▶ _Text excerpt_:
◆ ◆ ◆ ◆

Every little bit helps...a lot.


The restlessness of Greece's youth remains a distraction, though. Zora sees the dispute the students have as a narrower issue than the generic rebellion that the tour director described. "The University students are against the new law," she says, "...they're going to make renovations and changes in the University system regarding the private universities -- public and private universities -- because so far in Greece we have only public universities and private foreign universities. [We have] public and private colleges, but only public universities...and also, they want to change the system of the exams. They are going to put a time limit, for certain periods of time that one can complete their studies." What she describes entails a great deal of nuance that requires context beyond the commercialization of the educational system and a square look at the military service that's compulsory for young men born into a country neighboring so closely with uncertain nations like Iraq and Iran and in eternal border dispute with Turkey, a country with the world's third largest military outfit.


Traditional guards scurry past re-taken building.


Dimitrius points to the flaws in the educational system as a social institution, noting that it comes before higher education, and even then, "Only the best students that have written a good deal on their exams will be able to participate in Greek universities." Those who do have so far been allowed to study and complete their degrees at thir own pace. But no more, once the reform law passes. "I must say that this reform that everybody's protesting against has a couple of good things," he continues, "but I must say that it's not complete, so maybe that's why the kids are against it because it's not a really good, complete decision reform, it's just patches, like sometimes we patch the roads or highways." Zora appears to agree, albeit from a more passionate point of view that sees the students and professors aligned together on a losing front. "In a country where democracy was born, really sometimes we do not work in a democratic way, and this is something that is disappointing...the future of this country, and all the hope, the hopes of this country, are based on that. So we must do our best."





Life Is What Happens to You

...When You Are Busy Making Other Plans


"I don't really understand anarchy myself," declares Ashley Meli, flopped on a bed at the Aryon Hotel in Athens' Center the night before the group leaves the crowded city to tour the countryside. "[Anarchy] doesn't make sense to me; like, there has to be some order to things." George Propovik, idling near her with a flower given to him by a Gypsy woman, agrees with her implicitly. "...because people are naturally evil," he asserts quietly, "...anarchy implies, like, no government and no laws and no police and all that, right? So you'd probably just have a lot of corruption." The pair of twenty year-old students didn't go to the Administrative Building, but their thoughts on the students' activities are pretty clear. Neither of them understands why privatization might be a bad thing and both agree that there are probably a lot of students who just want to go back to class, and would if they had the chance.

Yet the peaceful, almost vacation-like setting on Akadamias told a different tale earlier that afternoon. The busy banners and graffiti and poster-stapled barricade tables aside, the atmosphere at the Administrative Building was friendly and relaxed. A PA system had been set up and was blaring odd music that was neither punk nor really 80s ballads, but somewhere in between, and the 61 protestors left inside the building could be seen behind that wall of sound, milling around as though they were at a family reunion. In fact, the general mood was so pleasant that even the approach of a journalist didn't mire it too much, even though eyes narrowed. Only a short time ago, a French journalist had passed through and conducted interviews and had, according to one thin, long-haired student named Caephalus, misrepresented them entirely.

◆ ◆ ◆ ◆

▶ _Description of the task_: From the Greek student protests text above, copy the passage starting with "Yet the peaceful, almost" and going on through "misrepresented them entirely.".

(Object position labeling items)
◆ ◆ ◆ ◆

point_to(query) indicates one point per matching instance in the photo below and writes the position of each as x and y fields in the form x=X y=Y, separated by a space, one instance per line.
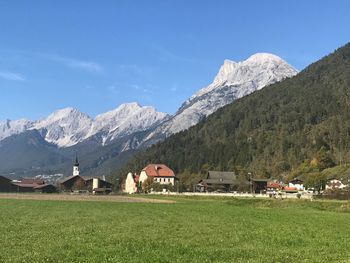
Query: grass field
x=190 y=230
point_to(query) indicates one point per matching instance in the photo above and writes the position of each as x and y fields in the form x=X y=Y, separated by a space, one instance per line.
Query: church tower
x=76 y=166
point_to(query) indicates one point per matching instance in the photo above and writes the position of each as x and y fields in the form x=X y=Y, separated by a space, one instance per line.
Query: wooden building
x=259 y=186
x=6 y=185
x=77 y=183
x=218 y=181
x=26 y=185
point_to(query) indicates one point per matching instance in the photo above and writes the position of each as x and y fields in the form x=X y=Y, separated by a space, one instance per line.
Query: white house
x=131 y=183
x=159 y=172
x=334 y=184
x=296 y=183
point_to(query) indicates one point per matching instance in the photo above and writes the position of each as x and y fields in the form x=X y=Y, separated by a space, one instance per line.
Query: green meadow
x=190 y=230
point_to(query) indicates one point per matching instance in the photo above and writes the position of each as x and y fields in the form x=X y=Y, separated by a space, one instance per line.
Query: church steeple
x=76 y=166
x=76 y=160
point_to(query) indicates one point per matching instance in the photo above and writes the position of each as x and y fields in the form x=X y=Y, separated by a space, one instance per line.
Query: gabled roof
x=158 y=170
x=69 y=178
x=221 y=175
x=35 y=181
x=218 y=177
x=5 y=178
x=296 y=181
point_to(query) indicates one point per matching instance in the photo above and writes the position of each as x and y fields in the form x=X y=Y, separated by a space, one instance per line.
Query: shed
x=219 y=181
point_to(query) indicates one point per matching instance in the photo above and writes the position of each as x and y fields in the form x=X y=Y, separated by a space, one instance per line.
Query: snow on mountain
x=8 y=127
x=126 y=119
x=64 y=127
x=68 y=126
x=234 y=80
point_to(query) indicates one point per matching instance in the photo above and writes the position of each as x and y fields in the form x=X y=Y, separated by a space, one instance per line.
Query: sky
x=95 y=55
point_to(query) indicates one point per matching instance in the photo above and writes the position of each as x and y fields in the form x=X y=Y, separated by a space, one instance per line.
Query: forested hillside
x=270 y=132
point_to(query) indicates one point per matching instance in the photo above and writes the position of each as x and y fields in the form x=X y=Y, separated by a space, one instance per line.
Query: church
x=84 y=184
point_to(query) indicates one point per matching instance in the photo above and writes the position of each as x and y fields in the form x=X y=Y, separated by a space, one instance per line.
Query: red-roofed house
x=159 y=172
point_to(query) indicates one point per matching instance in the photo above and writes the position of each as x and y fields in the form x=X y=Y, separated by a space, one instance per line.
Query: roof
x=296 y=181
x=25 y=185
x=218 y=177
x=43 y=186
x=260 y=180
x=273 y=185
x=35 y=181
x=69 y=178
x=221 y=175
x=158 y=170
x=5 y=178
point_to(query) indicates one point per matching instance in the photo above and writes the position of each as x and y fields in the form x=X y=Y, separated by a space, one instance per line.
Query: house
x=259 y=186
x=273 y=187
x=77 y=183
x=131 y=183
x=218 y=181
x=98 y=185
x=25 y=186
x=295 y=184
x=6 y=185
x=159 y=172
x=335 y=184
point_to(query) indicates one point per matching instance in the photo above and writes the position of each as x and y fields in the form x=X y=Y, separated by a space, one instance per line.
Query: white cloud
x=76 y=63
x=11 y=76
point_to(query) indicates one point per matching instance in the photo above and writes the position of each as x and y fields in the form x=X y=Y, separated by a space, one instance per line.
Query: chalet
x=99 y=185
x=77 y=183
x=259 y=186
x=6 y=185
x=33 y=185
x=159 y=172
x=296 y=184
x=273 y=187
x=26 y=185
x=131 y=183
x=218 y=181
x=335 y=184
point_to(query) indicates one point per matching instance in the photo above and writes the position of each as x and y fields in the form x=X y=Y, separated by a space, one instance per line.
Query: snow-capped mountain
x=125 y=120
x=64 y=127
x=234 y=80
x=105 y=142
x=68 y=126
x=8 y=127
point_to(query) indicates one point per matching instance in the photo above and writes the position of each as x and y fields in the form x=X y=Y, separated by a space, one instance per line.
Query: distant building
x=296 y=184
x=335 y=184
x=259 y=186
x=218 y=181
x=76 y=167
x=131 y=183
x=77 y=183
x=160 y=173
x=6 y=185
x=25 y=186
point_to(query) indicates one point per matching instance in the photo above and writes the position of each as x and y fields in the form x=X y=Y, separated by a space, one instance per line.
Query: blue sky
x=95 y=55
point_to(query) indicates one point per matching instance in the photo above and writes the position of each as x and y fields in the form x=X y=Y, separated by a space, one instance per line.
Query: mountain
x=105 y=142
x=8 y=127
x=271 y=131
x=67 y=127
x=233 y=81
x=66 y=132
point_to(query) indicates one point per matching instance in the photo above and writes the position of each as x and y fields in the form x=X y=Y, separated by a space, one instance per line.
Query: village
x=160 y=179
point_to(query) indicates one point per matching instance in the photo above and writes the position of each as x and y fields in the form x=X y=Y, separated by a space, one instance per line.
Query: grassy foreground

◆ ◆ ◆ ◆

▶ _Correct result_:
Yet the peaceful, almost vacation-like setting on Akadamias told a different tale earlier that afternoon. The busy banners and graffiti and poster-stapled barricade tables aside, the atmosphere at the Administrative Building was friendly and relaxed. A PA system had been set up and was blaring odd music that was neither punk nor really 80s ballads, but somewhere in between, and the 61 protestors left inside the building could be seen behind that wall of sound, milling around as though they were at a family reunion. In fact, the general mood was so pleasant that even the approach of a journalist didn't mire it too much, even though eyes narrowed. Only a short time ago, a French journalist had passed through and conducted interviews and had, according to one thin, long-haired student named Caephalus, misrepresented them entirely.